- **Problem**
Count the lines in the records below that contain the word "hand", and reply with only that number.

- **Shape annotation entries**
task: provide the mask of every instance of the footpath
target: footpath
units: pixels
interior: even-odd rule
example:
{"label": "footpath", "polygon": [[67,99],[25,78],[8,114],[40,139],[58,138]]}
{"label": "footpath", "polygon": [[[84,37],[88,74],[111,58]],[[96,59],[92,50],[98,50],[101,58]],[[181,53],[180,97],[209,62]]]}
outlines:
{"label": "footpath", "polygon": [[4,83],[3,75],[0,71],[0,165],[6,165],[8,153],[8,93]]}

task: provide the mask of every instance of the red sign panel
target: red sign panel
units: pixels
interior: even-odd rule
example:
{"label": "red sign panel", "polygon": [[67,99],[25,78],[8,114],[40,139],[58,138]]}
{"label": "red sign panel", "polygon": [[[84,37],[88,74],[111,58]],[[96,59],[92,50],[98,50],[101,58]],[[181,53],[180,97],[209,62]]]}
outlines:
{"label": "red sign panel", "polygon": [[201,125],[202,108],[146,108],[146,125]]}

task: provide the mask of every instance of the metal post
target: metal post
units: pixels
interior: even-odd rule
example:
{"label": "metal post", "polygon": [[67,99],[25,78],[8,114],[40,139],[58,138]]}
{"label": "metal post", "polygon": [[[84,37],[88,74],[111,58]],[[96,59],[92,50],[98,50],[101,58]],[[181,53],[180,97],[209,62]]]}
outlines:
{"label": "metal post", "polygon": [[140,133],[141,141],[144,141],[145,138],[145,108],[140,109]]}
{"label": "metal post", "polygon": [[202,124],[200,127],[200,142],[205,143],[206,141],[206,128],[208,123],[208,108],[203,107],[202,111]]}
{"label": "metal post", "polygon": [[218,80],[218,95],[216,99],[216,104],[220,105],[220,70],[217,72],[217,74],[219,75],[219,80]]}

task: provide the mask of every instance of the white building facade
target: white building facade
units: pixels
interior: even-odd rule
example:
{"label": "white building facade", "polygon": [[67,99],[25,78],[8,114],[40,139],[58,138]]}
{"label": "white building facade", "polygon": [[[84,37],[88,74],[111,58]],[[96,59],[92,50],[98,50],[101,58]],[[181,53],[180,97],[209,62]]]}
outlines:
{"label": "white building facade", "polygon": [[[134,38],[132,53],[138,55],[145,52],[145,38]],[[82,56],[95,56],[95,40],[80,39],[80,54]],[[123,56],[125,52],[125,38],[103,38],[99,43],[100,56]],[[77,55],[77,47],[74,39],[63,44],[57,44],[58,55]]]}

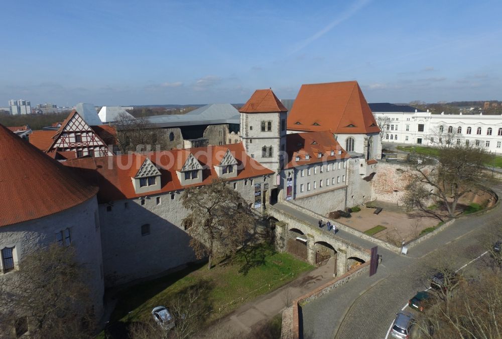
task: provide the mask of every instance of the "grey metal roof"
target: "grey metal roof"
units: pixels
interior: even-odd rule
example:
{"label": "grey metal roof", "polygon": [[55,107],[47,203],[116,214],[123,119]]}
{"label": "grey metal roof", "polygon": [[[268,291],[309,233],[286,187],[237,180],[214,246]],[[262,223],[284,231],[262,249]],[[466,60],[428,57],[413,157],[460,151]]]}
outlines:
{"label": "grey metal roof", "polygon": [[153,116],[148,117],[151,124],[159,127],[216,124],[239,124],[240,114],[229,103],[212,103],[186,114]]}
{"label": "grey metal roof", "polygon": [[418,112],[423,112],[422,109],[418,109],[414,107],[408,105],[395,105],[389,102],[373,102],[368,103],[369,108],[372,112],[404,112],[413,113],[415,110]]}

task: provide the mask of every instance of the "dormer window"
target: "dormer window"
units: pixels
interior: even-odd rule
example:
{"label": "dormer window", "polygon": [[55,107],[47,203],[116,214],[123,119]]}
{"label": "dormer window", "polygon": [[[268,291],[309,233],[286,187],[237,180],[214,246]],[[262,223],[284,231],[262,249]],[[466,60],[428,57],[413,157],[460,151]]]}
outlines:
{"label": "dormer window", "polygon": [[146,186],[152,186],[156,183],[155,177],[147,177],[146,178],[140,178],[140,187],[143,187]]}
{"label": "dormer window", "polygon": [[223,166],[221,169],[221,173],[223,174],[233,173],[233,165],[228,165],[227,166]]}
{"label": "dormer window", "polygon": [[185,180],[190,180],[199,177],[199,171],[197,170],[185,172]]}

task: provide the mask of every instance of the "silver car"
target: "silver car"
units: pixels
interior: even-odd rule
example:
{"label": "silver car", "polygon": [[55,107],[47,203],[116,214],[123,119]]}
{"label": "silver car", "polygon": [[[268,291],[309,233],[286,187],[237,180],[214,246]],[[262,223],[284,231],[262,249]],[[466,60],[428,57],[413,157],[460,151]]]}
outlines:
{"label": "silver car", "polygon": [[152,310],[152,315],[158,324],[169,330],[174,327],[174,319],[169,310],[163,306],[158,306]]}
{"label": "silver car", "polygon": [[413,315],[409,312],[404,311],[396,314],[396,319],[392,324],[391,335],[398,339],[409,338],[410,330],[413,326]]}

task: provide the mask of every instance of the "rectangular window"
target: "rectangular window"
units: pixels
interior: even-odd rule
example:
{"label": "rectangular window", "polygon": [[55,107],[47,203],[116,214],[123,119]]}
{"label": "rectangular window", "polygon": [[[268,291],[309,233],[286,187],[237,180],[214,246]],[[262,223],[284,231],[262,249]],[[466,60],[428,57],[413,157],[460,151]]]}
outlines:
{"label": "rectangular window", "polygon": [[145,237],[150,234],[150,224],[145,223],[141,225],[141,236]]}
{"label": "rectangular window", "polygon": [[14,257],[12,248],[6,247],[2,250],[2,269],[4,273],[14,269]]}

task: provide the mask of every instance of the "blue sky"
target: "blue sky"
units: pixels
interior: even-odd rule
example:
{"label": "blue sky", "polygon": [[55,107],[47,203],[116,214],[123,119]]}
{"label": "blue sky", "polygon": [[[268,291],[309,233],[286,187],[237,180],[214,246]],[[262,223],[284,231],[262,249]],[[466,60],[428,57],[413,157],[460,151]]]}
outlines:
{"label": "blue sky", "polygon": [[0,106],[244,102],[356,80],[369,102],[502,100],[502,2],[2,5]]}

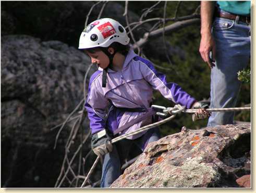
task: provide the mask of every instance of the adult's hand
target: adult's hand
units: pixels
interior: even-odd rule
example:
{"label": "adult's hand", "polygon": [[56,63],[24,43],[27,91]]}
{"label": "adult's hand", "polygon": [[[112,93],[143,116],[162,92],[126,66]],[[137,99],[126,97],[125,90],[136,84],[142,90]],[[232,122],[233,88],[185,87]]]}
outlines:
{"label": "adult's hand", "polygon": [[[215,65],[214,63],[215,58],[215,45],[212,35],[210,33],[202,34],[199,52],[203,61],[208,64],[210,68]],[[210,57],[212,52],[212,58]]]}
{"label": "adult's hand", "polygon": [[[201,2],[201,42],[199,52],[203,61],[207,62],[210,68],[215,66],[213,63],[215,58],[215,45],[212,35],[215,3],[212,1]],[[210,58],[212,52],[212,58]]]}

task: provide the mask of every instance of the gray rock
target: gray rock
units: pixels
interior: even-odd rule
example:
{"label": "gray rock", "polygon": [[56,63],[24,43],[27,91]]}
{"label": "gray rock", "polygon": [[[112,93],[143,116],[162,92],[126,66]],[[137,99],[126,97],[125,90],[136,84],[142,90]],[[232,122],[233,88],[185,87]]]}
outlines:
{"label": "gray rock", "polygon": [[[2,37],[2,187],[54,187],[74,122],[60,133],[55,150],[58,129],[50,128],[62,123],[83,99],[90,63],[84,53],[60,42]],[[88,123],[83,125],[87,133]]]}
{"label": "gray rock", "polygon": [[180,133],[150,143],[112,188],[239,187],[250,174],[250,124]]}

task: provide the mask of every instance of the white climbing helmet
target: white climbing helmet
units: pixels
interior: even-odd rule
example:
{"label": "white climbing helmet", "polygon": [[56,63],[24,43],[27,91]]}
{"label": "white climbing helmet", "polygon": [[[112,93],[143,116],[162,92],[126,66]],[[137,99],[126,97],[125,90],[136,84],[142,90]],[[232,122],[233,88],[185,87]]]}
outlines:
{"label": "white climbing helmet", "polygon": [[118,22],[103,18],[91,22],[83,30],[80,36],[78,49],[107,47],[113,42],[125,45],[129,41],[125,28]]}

--

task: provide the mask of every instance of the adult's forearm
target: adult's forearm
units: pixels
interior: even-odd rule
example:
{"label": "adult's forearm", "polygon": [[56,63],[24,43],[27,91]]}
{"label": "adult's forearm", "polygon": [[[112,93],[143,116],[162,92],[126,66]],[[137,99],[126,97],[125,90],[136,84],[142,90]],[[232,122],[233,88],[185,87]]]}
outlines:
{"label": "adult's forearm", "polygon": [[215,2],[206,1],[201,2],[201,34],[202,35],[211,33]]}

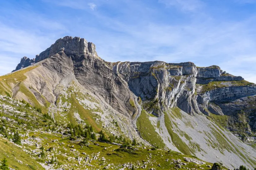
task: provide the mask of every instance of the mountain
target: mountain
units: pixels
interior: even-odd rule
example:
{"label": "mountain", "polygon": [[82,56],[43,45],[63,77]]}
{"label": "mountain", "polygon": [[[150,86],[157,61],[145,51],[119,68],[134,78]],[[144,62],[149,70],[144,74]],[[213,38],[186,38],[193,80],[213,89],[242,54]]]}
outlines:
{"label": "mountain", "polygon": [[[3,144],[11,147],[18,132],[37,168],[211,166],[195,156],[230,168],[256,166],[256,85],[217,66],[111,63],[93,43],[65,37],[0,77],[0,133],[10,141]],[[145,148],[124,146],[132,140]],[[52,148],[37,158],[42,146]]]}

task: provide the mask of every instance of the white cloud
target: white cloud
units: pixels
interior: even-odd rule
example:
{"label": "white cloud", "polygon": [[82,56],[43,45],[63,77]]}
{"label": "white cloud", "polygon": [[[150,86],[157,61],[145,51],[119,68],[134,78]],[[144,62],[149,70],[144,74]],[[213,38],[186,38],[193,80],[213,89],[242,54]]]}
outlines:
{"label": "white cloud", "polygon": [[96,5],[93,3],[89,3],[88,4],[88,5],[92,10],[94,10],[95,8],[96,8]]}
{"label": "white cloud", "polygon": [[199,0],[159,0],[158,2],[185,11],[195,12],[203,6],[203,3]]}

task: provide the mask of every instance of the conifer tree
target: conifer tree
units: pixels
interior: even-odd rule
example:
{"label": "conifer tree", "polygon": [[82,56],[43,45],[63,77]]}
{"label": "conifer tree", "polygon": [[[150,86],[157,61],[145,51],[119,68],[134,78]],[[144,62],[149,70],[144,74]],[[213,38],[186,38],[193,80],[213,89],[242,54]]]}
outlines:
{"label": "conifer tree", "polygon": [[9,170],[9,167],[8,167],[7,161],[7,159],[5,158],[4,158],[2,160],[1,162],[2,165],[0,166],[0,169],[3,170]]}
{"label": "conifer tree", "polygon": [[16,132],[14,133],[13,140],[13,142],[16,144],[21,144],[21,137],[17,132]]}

...

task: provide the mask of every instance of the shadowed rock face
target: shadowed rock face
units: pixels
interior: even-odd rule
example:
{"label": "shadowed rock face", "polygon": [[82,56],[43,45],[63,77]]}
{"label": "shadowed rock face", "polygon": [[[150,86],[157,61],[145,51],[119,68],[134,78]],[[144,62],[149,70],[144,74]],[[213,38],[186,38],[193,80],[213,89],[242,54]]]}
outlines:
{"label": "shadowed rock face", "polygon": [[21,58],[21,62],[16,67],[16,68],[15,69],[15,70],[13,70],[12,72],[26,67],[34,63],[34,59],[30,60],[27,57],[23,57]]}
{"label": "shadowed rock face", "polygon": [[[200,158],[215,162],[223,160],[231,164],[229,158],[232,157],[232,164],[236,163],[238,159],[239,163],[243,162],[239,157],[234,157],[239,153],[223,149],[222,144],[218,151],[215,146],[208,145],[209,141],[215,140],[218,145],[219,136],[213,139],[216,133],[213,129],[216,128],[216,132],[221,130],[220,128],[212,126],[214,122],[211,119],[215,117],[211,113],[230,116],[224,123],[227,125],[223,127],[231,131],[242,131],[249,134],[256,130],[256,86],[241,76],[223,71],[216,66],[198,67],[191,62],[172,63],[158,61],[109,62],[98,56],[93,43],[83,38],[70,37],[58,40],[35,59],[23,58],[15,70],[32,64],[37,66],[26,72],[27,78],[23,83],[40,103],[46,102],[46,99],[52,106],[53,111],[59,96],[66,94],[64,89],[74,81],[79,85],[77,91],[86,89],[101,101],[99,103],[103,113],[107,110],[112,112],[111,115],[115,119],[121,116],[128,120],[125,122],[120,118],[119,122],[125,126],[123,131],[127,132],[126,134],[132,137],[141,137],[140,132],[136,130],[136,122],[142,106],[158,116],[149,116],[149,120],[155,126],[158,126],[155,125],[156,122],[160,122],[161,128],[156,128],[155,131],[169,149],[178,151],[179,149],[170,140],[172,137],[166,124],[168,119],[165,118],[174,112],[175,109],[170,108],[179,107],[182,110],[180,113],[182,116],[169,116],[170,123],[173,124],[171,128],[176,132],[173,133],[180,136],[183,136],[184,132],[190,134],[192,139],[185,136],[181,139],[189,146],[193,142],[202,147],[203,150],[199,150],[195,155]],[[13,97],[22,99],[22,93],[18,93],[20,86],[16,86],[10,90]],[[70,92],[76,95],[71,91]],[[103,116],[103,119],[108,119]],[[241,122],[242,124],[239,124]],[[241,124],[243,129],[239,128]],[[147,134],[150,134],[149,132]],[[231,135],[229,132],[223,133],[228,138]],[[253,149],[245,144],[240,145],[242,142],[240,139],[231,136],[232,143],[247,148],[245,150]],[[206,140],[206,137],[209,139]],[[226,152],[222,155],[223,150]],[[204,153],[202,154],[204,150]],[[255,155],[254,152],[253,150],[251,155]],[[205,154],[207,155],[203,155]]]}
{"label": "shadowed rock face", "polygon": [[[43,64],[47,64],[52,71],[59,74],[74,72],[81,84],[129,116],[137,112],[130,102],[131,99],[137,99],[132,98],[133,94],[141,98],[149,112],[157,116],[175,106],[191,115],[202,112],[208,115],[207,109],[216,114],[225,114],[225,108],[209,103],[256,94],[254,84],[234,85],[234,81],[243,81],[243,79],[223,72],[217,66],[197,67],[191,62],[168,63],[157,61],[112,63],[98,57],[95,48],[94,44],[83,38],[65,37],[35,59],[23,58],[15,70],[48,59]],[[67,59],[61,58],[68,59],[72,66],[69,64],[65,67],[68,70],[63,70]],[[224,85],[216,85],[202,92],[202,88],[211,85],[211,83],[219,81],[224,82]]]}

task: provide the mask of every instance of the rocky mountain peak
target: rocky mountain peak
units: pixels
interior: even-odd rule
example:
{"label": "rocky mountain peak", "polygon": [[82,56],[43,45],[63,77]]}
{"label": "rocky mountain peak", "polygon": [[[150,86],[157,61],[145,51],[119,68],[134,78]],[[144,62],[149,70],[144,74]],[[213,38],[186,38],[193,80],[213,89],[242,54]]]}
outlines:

- **Response to the exercise**
6